**Passage to read**
-- START --
Researchers from ETH Zurich have taught a robotic excavator called HEAP to construct a dry stone wall that reaches six meters in height and 65 meters in length on its own.
HEAP: The Robotic Excavator
Traditional dry stone wall construction typically involves extensive manual labor, but this innovative approach leverages the capabilities of the autonomous excavator named HEAP.
The research team, comprising experts from Gramazio Kohler Research, the Robotics Systems Lab, Vision for Robotics Lab, and the Chair of Landscape Architecture, developed this groundbreaking application as part of the National Centre of Competence in Research for Digital Fabrication (NCCR dfab).
Researchers from ETH Zurich utilized an autonomous excavator named HEAP for the construction of a six-meter-high and sixty-five-meter-long dry-stone wall. This wall is integrated into a digitally designed landscape and park, excavated autonomously.
The autonomous excavator, HEAP, is equipped with sensors that enable it to create a 3D map of the construction site, identifying existing building blocks and stones for the wall's construction.
-- END --
**Provided material**
-- START --
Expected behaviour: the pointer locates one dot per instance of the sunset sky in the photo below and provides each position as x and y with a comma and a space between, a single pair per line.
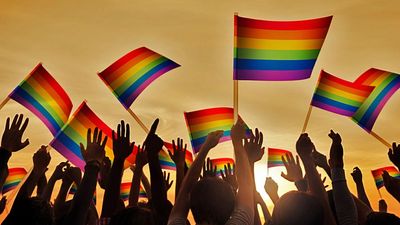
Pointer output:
76, 39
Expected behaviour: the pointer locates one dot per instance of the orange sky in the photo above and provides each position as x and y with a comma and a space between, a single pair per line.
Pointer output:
76, 39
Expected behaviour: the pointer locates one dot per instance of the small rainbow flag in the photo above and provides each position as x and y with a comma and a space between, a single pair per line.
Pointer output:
339, 96
377, 174
43, 96
277, 50
386, 84
220, 163
125, 191
131, 74
204, 121
75, 131
15, 176
275, 157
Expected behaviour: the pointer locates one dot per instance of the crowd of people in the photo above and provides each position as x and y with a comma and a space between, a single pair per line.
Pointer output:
231, 198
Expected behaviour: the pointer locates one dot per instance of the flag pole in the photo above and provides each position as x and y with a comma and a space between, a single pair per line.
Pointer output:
235, 81
379, 138
4, 102
307, 119
138, 120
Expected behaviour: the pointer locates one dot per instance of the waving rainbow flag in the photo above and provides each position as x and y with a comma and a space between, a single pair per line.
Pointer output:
377, 174
43, 96
131, 74
220, 163
204, 121
125, 191
277, 50
339, 96
15, 176
386, 84
75, 131
275, 157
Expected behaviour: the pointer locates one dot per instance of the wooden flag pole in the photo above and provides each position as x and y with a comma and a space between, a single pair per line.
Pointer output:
4, 102
138, 120
379, 138
307, 119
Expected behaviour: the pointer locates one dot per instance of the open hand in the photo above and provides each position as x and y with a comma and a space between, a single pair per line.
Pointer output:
253, 146
12, 136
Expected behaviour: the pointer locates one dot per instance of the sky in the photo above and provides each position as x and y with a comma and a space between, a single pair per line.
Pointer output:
76, 39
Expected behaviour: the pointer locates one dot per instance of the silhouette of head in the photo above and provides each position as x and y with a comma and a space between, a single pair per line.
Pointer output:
30, 211
212, 201
298, 208
133, 216
381, 218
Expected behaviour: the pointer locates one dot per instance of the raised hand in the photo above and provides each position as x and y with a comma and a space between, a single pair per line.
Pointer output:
94, 152
209, 170
228, 175
12, 136
178, 156
141, 157
253, 146
357, 175
394, 154
104, 172
41, 160
168, 184
336, 153
294, 172
122, 147
304, 146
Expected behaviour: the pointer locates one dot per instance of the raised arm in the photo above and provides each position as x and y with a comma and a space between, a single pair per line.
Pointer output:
304, 148
181, 208
361, 194
346, 210
122, 148
93, 155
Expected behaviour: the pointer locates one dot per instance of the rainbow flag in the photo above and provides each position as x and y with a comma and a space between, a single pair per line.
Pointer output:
220, 163
275, 157
377, 174
386, 84
125, 191
204, 121
43, 96
339, 96
15, 176
277, 50
75, 131
131, 74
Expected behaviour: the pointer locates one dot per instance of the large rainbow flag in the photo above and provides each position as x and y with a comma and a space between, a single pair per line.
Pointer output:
15, 176
277, 50
125, 189
377, 174
132, 73
75, 131
220, 163
275, 157
339, 96
43, 96
204, 121
386, 84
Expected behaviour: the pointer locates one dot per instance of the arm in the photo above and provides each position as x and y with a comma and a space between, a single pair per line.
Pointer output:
361, 194
93, 156
141, 161
304, 148
122, 148
178, 156
182, 204
346, 210
255, 152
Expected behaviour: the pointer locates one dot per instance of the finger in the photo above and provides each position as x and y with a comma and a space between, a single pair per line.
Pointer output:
153, 128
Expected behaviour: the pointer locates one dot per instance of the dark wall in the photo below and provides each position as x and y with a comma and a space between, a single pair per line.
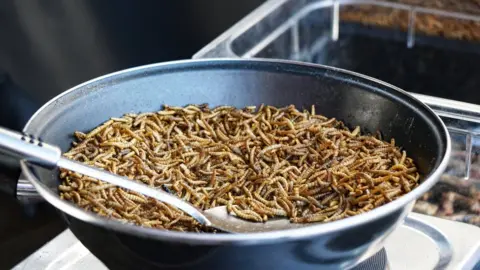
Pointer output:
48, 46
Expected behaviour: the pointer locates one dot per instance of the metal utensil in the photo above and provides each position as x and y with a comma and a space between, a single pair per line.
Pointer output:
48, 156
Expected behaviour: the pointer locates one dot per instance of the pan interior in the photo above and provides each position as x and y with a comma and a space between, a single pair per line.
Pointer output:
355, 100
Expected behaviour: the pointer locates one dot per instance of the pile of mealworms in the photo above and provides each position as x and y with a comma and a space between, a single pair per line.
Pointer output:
261, 163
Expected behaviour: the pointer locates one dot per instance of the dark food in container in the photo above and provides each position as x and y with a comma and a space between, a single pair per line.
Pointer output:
427, 24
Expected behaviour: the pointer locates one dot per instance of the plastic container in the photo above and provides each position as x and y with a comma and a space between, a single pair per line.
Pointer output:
433, 53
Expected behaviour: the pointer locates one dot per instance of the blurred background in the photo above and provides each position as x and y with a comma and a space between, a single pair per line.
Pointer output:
49, 46
429, 47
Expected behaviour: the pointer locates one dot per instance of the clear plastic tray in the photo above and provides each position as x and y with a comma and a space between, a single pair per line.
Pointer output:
440, 69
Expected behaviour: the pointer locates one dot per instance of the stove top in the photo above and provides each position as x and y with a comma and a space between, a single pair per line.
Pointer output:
422, 242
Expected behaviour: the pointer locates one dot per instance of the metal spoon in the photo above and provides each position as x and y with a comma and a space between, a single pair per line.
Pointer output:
48, 156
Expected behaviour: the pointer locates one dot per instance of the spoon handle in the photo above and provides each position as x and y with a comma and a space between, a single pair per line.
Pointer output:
48, 156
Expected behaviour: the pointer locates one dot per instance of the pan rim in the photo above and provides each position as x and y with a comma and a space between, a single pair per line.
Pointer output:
250, 238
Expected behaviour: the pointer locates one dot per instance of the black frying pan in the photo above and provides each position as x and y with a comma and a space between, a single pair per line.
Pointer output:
350, 97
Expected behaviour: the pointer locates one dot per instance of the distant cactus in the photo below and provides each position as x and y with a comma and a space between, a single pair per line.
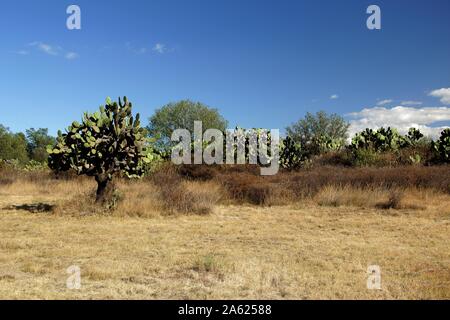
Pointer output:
442, 146
291, 154
107, 142
378, 140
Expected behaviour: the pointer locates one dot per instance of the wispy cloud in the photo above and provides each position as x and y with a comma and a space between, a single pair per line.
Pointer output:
51, 50
135, 50
443, 94
23, 52
71, 55
400, 117
46, 48
411, 103
384, 102
160, 48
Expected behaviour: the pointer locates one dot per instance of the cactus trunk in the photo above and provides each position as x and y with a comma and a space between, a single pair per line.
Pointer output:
105, 190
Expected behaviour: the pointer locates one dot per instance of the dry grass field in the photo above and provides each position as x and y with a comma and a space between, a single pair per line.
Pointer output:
318, 247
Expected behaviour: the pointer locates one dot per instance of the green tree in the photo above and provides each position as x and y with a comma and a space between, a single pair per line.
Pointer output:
181, 115
319, 132
38, 140
12, 145
107, 142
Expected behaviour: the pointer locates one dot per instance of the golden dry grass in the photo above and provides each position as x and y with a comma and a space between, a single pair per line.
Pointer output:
301, 251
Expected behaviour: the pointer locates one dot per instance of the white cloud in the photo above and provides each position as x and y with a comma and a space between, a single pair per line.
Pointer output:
411, 103
71, 55
383, 102
160, 48
46, 48
51, 50
443, 94
401, 118
131, 48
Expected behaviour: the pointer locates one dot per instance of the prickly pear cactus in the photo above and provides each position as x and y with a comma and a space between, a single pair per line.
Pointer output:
442, 146
106, 142
291, 154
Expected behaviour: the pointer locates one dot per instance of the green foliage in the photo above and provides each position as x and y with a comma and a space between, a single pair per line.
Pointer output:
291, 154
181, 115
319, 133
34, 165
380, 140
38, 140
414, 136
13, 146
442, 146
106, 142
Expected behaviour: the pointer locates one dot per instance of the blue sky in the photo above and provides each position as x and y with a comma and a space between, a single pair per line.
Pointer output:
261, 63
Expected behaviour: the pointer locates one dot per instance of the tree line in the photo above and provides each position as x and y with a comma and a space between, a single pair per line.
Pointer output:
309, 137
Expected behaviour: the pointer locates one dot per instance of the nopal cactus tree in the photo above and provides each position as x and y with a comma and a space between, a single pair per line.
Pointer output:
107, 142
442, 146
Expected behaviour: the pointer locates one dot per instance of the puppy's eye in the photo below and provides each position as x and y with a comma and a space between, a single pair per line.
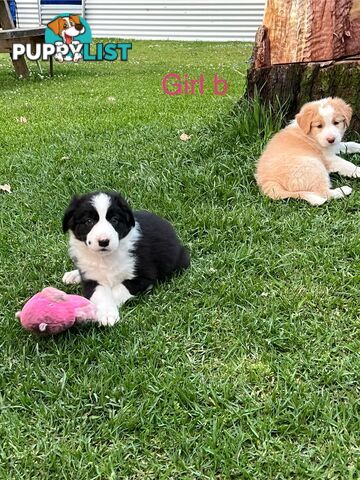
-- END --
**Task requirements**
A. Return the records word for word, from the line that contains "the green foliage" through the end of the records, and leave the pictures out.
B. Carry the passage about the HEAP excavator building a dry stone wall forward from where it stops.

**Answers**
A.
Expected behaviour: the pointer locates one dot per instance of the green foliage in the photo above and provides each position as x and y with a comma and a space between, a single pair per line.
Pointer output:
291, 154
181, 115
319, 133
34, 165
380, 140
38, 140
414, 136
13, 146
442, 146
106, 142
Expected behaviour: the pointer locates one dot per instance of the blue sky in the photo above and provides each position as x and y with a comma and a space between, a single pair per line.
Pointer output:
261, 63
Expected behaviour: the pointer locates one dot per instance of the tree line in the photo above and provides each position as x and y with a comma and a space between, a single pair per line.
Pointer output:
309, 137
Expected behaviour: the pointer locates one dot per instance of the nopal cactus tree in the photo above and provides each position as x and y with a comma and a space between, a single pair per line.
Pointer output:
107, 142
442, 146
Expected behaviour: the pointer locates one dot per instance of the puppy's eye in the photo below and provides each position as x and y with a comma and a space between, a single pair per line.

B.
Specially crafted tools and machine vision techniques empower HEAP to survey and lift sizable stones within its immediate surroundings, determining their estimated weight and center of gravity.
Subsequently, an algorithm instructs the excavator on the optimal placement of each stone, and it autonomously executes the task of positioning them in their designated spots. Notably, this self-sufficient machine adeptly manages 20 to 30 stones in a single load, a capacity comparable to that of a traditional delivery.
The research, conducted under the National Centre of Competence in Research for Digital Fabrication, revolves around advancing automated construction processes that amplify efficiency and make use of local resources. This approach presents a more sustainable and environmentally friendly alternative to traditional building methods.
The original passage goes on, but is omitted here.